Ma cité va craquer
Le 5 mars 1971, le gérant d’un bar-tabac tue, de deux coups de fusil, un jeune de la cité des 4 000 à La Courneuve. Le jour des obsèques, un rassemblement réunissant plus de mille habitants du quartier dégénère en affrontement avec la police ; une première. Ce fait divers devient alors le symbole du malaise qui existe dans ce que l’on appelle alors les « grands ensembles ». Albin Chalandon, le ministre de l’Équipement et du Logement de l’époque, signe une circulaire stoppant leur construction et met en place, au sein du Commissariat général du Plan, un groupe de réflexion « Habitat et vie sociale ».

* [Données fournies]
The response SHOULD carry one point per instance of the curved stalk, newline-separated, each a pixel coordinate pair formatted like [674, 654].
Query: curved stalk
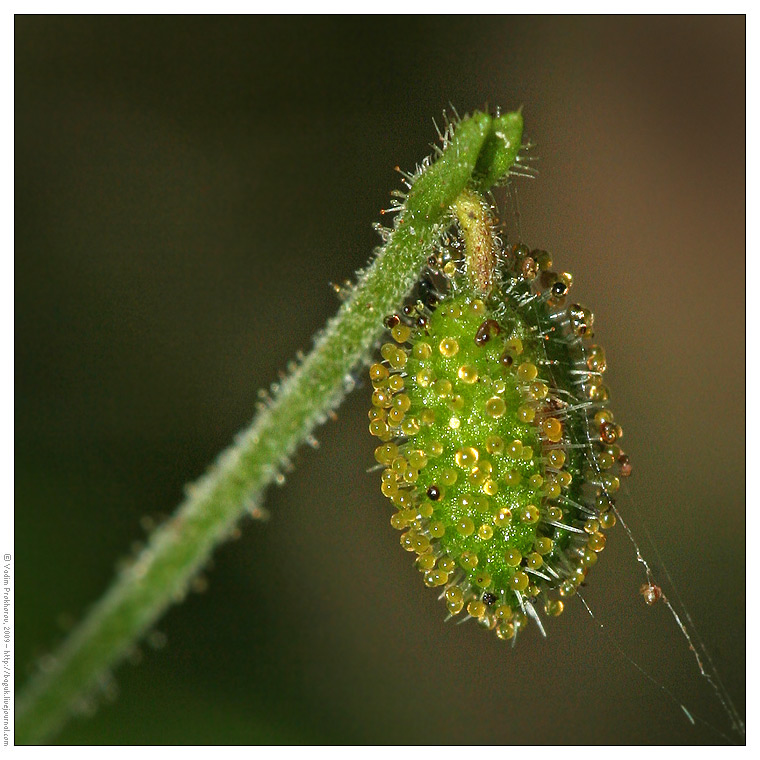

* [Consigne donnée A] Le texte sur la cité des 4 000 confirme-t-il chacune de ces affirmations ? Répondez par oui ou par non, en citant chaque fois les mots du texte qui tranchent. (i) Le gérant du bar-tabac a tué le jeune de deux coups de fusil. (ii) Le rassemblement du jour des obsèques réunissait moins de mille habitants. (iii) Albin Chalandon signe une circulaire qui relance la construction des grands ensembles.
* [Consigne donnée B] Pourriez-vous prolonger le texte sur la cité des 4 000 à partir de sa dernière phrase ?
On peut se passer de ces données.

* [Résultat de l'exercice A]
(i) Oui : « tue, de deux coups de fusil, un jeune de la cité des 4 000 ».
(ii) Non : « plus de mille habitants du quartier ».
(iii) Non : « signe une circulaire stoppant leur construction ».

* [Résultat de l'exercice B]
Chômage de masse
Quarante-six ans plus tard, la situation des banlieues n’est toujours pas réglée, et beaucoup estiment même qu’elle a empiré. Quant aux responsables politiques, ils ne s’y intéressent qu’à l’occasion des faits divers, des révoltes collectives et à l’approche d’échéances électorales. Pourtant, le mal est profond et nécessite une intervention dans la durée. Le problème de l’emploi frappe ainsi de plein fouet ces quartiers dits « sensibles ». Le taux de chômage y est 2,5 fois supérieur à la moyenne nationale et celui des 15-24 ans atteint 45 %, contre 23,1 % sur l’ensemble de la France. Une situation qui s’est particulièrement dégradée depuis le début de la crise économique en 2007. Entre 2008 et 2012, le taux de chômage y est passé de 16,7 % à 24,2 %, alors qu’il augmentait de 7,6 % à 9,1 % dans les autres quartiers des villes comprenant des zones urbaines sensibles.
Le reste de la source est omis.